*Do this:*
Lines before the one containing "Put one point on every instance of the woman" are excluded; print that line and every line after it through the end of the material below, exactly.

*Task data:*

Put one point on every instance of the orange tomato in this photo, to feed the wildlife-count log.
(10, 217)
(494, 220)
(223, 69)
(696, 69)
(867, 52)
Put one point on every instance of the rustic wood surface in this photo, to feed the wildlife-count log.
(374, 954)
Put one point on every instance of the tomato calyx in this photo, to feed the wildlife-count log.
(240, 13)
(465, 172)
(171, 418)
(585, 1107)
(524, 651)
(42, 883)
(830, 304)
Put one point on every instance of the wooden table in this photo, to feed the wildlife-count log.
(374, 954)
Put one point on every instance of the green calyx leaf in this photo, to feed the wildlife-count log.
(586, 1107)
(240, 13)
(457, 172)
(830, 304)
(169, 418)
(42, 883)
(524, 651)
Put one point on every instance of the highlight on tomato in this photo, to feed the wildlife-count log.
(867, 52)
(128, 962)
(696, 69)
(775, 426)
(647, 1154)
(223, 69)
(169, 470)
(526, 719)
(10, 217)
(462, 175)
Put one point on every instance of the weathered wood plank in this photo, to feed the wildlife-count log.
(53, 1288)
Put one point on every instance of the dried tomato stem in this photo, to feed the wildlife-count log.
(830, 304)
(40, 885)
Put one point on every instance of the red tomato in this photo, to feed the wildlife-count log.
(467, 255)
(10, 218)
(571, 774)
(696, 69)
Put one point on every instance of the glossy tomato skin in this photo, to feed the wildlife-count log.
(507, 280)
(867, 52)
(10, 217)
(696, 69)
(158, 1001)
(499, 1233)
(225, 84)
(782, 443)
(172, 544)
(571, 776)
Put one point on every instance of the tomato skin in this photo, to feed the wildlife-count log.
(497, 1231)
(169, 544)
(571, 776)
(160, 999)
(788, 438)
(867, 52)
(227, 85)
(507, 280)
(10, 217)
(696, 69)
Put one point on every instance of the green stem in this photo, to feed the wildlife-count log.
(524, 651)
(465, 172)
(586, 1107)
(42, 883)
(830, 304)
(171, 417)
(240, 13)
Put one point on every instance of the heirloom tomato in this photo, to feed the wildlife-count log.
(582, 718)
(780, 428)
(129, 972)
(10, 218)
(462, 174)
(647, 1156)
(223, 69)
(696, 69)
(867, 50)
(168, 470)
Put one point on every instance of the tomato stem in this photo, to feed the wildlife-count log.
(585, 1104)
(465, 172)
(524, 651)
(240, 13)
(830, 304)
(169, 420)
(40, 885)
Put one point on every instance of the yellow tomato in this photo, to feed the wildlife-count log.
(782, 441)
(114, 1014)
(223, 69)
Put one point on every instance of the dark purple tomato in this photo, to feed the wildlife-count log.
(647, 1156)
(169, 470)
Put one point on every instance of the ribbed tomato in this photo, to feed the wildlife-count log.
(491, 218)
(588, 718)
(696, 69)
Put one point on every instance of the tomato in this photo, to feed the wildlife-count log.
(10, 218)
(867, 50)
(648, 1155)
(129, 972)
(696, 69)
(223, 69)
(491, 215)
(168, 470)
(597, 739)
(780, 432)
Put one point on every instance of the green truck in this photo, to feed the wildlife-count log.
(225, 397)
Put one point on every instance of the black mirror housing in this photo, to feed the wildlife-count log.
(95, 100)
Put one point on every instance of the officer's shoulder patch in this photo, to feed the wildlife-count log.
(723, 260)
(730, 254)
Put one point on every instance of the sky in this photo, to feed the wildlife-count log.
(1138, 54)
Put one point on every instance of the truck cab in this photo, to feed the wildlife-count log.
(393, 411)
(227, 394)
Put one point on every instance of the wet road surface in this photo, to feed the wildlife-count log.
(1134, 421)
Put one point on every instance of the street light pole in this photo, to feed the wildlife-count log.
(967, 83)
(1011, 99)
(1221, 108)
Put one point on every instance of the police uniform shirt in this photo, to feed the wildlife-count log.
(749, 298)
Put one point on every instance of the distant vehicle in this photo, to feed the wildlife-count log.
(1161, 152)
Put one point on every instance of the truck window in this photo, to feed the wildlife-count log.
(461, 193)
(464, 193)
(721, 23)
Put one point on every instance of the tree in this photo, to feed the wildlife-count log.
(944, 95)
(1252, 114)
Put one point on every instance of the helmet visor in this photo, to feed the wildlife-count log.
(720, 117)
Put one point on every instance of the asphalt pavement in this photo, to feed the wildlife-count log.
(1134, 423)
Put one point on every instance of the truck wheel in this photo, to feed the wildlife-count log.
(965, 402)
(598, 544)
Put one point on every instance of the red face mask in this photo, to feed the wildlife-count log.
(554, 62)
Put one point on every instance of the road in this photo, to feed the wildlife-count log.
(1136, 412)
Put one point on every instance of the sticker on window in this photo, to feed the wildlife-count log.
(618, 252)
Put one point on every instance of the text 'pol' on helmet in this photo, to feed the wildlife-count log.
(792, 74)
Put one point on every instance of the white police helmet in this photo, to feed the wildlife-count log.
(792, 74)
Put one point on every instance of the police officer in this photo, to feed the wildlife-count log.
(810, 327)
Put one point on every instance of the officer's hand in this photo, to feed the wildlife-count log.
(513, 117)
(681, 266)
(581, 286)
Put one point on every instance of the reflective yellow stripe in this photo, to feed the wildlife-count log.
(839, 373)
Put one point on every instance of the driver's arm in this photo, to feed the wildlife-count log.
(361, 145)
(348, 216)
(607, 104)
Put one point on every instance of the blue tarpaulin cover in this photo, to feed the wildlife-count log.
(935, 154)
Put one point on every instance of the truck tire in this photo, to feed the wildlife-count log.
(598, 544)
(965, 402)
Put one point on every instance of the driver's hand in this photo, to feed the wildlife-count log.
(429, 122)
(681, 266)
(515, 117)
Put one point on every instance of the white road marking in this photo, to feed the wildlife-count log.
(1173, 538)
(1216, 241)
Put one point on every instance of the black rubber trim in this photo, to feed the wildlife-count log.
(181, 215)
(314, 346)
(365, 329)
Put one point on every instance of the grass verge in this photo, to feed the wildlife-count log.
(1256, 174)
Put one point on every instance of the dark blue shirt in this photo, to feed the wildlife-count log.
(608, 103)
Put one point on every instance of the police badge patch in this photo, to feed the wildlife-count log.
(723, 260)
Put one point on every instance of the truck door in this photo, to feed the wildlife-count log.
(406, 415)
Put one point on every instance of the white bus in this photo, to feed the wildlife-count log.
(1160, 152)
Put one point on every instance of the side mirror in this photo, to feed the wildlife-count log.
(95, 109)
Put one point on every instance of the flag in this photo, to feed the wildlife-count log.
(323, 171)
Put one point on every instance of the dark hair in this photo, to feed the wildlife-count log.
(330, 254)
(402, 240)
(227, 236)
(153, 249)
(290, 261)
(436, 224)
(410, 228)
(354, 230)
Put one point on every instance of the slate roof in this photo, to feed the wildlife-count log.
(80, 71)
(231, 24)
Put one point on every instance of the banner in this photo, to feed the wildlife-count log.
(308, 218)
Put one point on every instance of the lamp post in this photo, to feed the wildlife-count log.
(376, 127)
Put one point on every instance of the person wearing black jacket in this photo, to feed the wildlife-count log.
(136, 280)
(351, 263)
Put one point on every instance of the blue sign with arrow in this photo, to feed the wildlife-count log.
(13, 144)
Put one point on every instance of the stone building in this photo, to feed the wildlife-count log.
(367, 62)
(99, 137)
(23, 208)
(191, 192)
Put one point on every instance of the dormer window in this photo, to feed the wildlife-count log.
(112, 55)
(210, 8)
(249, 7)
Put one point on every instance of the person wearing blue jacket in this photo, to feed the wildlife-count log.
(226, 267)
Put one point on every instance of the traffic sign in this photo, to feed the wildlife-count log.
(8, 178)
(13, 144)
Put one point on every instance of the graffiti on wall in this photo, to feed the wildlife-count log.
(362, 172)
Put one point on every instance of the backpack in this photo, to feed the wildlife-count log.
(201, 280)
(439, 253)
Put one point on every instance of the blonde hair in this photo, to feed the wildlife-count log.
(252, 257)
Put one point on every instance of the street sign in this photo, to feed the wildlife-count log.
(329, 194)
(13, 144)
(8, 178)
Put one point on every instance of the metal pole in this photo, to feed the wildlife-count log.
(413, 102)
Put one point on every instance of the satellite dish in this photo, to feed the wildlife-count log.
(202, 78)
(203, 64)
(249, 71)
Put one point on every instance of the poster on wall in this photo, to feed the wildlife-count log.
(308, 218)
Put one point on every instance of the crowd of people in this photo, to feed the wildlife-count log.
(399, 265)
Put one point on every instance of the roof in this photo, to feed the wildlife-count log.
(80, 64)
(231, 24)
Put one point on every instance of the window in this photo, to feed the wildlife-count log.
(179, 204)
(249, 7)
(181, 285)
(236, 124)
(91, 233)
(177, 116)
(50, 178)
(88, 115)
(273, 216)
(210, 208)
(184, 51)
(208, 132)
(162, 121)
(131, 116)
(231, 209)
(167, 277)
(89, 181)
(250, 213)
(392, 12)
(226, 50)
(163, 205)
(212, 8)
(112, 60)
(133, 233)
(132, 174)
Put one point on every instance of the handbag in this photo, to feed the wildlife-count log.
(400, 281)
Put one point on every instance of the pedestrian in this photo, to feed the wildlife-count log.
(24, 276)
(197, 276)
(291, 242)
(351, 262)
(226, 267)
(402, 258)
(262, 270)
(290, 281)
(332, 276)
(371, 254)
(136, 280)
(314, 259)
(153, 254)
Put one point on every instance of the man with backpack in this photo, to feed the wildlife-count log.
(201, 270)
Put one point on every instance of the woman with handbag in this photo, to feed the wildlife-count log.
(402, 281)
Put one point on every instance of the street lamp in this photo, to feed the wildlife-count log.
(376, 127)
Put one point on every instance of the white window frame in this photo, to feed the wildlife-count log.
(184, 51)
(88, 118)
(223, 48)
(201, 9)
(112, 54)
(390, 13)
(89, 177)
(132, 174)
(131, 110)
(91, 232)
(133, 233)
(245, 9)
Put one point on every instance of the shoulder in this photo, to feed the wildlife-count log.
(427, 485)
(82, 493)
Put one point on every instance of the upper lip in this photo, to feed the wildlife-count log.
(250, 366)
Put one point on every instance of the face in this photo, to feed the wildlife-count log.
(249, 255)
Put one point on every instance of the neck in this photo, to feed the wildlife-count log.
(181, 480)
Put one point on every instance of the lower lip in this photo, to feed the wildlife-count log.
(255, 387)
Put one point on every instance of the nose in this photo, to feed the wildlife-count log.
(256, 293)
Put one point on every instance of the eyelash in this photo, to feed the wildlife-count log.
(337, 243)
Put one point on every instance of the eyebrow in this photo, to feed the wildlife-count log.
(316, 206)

*Full answer:*
Put one point on every instance of the woman with handbag in this photo, to feed the wildlife-count log.
(402, 281)
Put one point on every instance of the street lamp in this photo, to feed the wildlife-count log.
(376, 127)
Put one point on every instance of the white window frame in this photo, to feed the wildlife-count log.
(184, 51)
(88, 118)
(223, 48)
(201, 9)
(112, 54)
(390, 13)
(89, 177)
(132, 174)
(131, 110)
(91, 232)
(133, 233)
(245, 9)
Put one point on every instance of the shoulder in this photo, to feed the wildlife-count log.
(427, 485)
(82, 493)
Put one point on every instance of the upper lip in this photo, to feed the wildlife-count log.
(250, 366)
Put one point on every instance of the face in this photo, to feed the wildlife-count log.
(249, 255)
Put one point on every instance of the neck in this photo, to feed the wildlife-count log.
(181, 480)
Put one point on every instance of the lower lip in this photo, to feed the wildlife-count log.
(255, 387)
Put one point on every instance of the nose in this photo, to feed the wildlife-count log.
(256, 293)
Put one point on every instance of the eyelash in this photo, to feed the wildlife-count log.
(337, 243)
Put one point on every instance of the eyebrow in this photo, to feed the wildlife-count log.
(316, 206)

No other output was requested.